__Listed records__.
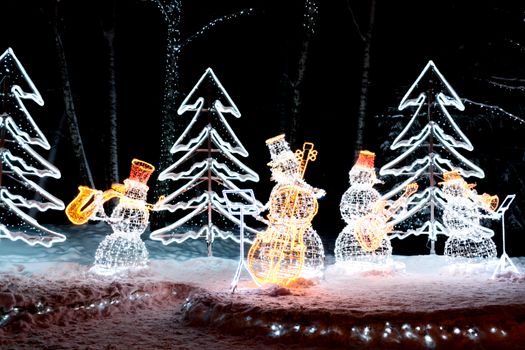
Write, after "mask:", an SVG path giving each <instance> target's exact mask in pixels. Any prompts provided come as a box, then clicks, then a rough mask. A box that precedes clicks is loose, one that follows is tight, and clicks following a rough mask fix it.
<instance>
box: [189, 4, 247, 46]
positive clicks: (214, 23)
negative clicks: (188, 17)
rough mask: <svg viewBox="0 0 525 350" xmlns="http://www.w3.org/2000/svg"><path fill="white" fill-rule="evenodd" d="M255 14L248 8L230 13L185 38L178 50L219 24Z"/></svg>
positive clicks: (213, 27)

__Problem to work on__.
The expected output is a verbatim retyping of each line from the one with "rough mask: <svg" to the end of the listing above, with both end lines kept and nothing added.

__Answer box__.
rough mask: <svg viewBox="0 0 525 350" xmlns="http://www.w3.org/2000/svg"><path fill="white" fill-rule="evenodd" d="M255 14L248 8L230 13L185 38L178 50L219 24Z"/></svg>
positive clicks: (213, 27)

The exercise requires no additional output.